WRITTEN INSTRUCTION: Exactly reproduce the lines that follow.

──────────────────────────────

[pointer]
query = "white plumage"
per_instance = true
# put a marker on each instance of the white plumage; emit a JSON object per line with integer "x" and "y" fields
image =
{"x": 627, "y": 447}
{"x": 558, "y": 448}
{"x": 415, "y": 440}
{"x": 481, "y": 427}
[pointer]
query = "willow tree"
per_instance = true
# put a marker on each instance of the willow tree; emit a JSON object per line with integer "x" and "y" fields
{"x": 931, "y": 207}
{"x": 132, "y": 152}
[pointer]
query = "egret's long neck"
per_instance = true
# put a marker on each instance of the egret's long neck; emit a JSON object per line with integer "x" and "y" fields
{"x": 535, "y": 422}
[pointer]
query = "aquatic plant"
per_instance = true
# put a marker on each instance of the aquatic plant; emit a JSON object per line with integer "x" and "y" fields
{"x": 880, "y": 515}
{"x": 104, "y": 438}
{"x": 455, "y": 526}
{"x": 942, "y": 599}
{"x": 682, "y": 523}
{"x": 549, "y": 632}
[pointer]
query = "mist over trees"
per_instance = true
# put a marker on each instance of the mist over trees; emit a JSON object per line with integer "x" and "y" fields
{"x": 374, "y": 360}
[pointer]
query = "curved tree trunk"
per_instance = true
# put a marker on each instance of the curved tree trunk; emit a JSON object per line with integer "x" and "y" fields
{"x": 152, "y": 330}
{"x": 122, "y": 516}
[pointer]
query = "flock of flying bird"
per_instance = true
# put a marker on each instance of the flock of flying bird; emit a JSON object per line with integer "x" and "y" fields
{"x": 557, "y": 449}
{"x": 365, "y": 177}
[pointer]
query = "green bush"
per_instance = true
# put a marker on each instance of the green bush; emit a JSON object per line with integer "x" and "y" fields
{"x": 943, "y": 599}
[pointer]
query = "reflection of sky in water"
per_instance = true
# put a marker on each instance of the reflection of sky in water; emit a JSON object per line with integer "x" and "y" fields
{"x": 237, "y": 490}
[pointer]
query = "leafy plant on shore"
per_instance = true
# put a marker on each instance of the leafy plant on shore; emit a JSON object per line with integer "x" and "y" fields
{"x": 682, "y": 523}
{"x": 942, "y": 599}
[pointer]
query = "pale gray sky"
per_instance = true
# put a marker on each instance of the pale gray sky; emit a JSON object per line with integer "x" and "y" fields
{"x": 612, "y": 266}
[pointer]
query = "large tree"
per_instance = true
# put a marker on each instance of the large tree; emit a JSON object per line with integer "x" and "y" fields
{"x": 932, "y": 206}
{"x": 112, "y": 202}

──────────────────────────────

OUTPUT OF THE EXERCISE:
[pointer]
query = "white plumage"
per_instance = true
# put a marker on each instance of the white plumage; emit a JSON object per line with integer "x" and "y" fields
image =
{"x": 627, "y": 447}
{"x": 558, "y": 448}
{"x": 415, "y": 440}
{"x": 481, "y": 427}
[pointer]
query = "willow tree"
per_instance = true
# put a marker on each instance of the willow tree; emit a JSON object per line with integer "x" and "y" fields
{"x": 931, "y": 207}
{"x": 132, "y": 152}
[pointer]
query = "egret's long neck"
per_instance = true
# put a marker on each instance of the egret's long neck; emit a JSON object per line with integer "x" and "y" fields
{"x": 535, "y": 422}
[pointer]
query = "aquatic plant"
per_instance = true
# put a marker on each instance of the aquatic plant; emit a JSON object per line with integer "x" and "y" fields
{"x": 880, "y": 515}
{"x": 104, "y": 438}
{"x": 455, "y": 526}
{"x": 942, "y": 599}
{"x": 682, "y": 523}
{"x": 549, "y": 632}
[pointer]
query = "mist over trees"
per_instance = true
# put a marker on each instance of the mist over trees; emit a JSON object per line with integer "x" and "y" fields
{"x": 374, "y": 360}
[pointer]
query = "curved tree trunk"
per_instance = true
# put a marker on each instance of the curved tree trunk; emit a JSON object per line with integer "x" and "y" fields
{"x": 152, "y": 330}
{"x": 122, "y": 516}
[pointer]
query = "flock of flying bird"
per_instance = true
# put a marker on each instance of the flock of flying bird; emit a JSON object per line with integer "x" and "y" fields
{"x": 557, "y": 449}
{"x": 365, "y": 177}
[pointer]
query = "green bush"
per_instance = true
# put a marker on each instance of the green bush; emit a JSON object per line with integer "x" and "y" fields
{"x": 943, "y": 599}
[pointer]
query = "reflection of sky in water"
per_instance = true
# put a marker on each instance of the reflection of sky in water; emit a JSON object per line with integer "x" and "y" fields
{"x": 237, "y": 490}
[pointer]
query = "leafy plant on shore"
per_instance = true
# put a marker on each instance of the leafy plant on shore; emit a JSON object per line with integer "x" and "y" fields
{"x": 682, "y": 523}
{"x": 942, "y": 599}
[pointer]
query = "pale gray sky"
per_instance = true
# put a marker on each instance of the pale gray sky; emit a JSON object per line with integer "x" and "y" fields
{"x": 612, "y": 266}
[pointer]
query = "large tree"
per_instance = true
# put a marker on each instance of the large tree; emit a JSON object per line with integer "x" and "y" fields
{"x": 932, "y": 206}
{"x": 112, "y": 202}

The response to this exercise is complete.